- **EXERCISE MATERIALS**:
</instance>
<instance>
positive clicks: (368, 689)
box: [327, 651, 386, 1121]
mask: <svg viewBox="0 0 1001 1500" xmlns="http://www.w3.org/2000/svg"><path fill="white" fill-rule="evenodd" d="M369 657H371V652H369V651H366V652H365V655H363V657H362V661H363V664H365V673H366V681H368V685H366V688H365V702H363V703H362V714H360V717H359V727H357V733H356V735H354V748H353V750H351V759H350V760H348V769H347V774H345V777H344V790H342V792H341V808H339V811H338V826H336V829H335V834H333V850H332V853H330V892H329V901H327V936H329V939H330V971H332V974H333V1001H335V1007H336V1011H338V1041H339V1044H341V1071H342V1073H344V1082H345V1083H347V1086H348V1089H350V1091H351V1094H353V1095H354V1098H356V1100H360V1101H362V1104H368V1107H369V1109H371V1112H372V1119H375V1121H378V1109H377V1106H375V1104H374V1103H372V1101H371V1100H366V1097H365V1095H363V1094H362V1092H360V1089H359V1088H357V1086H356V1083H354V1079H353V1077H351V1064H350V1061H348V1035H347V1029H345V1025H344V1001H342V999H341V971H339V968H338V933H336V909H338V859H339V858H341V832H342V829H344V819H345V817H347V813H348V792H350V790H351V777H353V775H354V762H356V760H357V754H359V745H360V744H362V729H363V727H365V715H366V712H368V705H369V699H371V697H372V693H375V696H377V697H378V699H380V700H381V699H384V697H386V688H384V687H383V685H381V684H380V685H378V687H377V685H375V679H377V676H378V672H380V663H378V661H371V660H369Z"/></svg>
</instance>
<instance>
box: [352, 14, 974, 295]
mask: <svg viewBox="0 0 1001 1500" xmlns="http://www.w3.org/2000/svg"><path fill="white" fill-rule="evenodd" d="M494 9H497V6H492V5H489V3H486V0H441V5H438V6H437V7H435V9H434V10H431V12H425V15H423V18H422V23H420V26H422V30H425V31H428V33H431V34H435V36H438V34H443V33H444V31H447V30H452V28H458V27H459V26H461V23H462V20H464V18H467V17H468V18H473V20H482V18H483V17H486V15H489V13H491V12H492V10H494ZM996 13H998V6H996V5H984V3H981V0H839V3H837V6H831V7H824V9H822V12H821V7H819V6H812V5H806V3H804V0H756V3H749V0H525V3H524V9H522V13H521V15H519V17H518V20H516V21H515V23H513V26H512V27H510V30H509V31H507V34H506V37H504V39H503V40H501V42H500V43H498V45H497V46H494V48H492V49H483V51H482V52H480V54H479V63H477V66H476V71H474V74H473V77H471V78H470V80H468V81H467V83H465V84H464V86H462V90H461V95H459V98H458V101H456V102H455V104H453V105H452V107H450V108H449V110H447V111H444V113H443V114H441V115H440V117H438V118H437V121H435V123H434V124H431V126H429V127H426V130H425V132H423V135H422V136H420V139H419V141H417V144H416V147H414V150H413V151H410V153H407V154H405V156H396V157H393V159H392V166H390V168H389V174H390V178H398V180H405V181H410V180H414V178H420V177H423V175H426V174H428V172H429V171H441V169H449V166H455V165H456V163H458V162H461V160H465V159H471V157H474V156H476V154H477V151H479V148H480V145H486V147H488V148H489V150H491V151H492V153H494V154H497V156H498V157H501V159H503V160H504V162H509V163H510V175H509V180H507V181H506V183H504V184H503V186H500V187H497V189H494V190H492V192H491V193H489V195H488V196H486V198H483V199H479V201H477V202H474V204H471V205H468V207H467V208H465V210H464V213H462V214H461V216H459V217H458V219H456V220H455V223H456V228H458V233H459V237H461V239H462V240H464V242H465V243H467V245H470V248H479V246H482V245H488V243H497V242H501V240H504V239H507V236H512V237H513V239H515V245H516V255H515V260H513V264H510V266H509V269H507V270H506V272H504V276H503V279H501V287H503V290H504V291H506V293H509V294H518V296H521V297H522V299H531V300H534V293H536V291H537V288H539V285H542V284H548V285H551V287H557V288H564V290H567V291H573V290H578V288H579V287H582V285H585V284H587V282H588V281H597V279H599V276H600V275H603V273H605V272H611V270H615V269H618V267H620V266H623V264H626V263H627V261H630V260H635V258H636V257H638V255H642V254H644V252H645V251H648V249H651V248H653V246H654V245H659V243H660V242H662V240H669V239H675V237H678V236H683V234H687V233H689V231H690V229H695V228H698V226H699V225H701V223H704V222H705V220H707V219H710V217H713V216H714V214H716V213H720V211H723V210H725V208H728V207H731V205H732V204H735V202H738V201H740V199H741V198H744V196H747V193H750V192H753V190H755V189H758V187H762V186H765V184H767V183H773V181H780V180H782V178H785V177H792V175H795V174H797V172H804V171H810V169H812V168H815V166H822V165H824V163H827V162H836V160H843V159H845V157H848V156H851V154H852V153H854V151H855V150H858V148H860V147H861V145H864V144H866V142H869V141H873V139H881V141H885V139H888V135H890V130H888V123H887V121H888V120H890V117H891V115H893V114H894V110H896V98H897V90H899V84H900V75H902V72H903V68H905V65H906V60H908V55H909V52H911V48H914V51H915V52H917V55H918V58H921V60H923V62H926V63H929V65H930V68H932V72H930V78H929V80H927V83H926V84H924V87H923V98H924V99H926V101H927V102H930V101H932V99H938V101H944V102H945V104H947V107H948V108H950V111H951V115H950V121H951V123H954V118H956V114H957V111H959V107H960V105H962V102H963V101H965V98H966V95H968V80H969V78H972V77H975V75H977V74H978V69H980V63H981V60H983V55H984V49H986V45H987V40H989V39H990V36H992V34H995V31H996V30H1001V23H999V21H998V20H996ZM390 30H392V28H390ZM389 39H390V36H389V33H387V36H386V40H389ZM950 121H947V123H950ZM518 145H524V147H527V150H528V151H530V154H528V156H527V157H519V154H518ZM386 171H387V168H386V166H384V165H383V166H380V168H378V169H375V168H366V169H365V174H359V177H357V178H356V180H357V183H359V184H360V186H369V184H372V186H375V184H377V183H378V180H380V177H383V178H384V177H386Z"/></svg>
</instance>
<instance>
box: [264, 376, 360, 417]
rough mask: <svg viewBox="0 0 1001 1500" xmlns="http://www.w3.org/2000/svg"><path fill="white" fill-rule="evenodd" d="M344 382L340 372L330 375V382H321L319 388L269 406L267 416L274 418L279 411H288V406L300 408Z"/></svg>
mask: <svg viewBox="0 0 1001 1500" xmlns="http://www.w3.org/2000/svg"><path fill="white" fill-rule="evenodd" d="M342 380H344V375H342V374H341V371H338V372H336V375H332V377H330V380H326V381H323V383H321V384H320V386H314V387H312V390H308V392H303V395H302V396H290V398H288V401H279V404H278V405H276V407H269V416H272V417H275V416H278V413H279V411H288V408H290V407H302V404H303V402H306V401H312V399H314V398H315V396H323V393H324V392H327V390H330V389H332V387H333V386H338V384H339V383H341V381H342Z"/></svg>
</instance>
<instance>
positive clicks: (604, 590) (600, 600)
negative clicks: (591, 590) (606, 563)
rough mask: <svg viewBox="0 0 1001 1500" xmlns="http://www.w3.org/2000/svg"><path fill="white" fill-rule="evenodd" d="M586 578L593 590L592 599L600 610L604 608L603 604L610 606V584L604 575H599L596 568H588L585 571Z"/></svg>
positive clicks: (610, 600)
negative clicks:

- **EXERCISE AIM**: Where a line of the data includes the string "negative", list that line.

- **PROBLEM SOLUTION**:
negative clicks: (591, 590) (606, 563)
negative clicks:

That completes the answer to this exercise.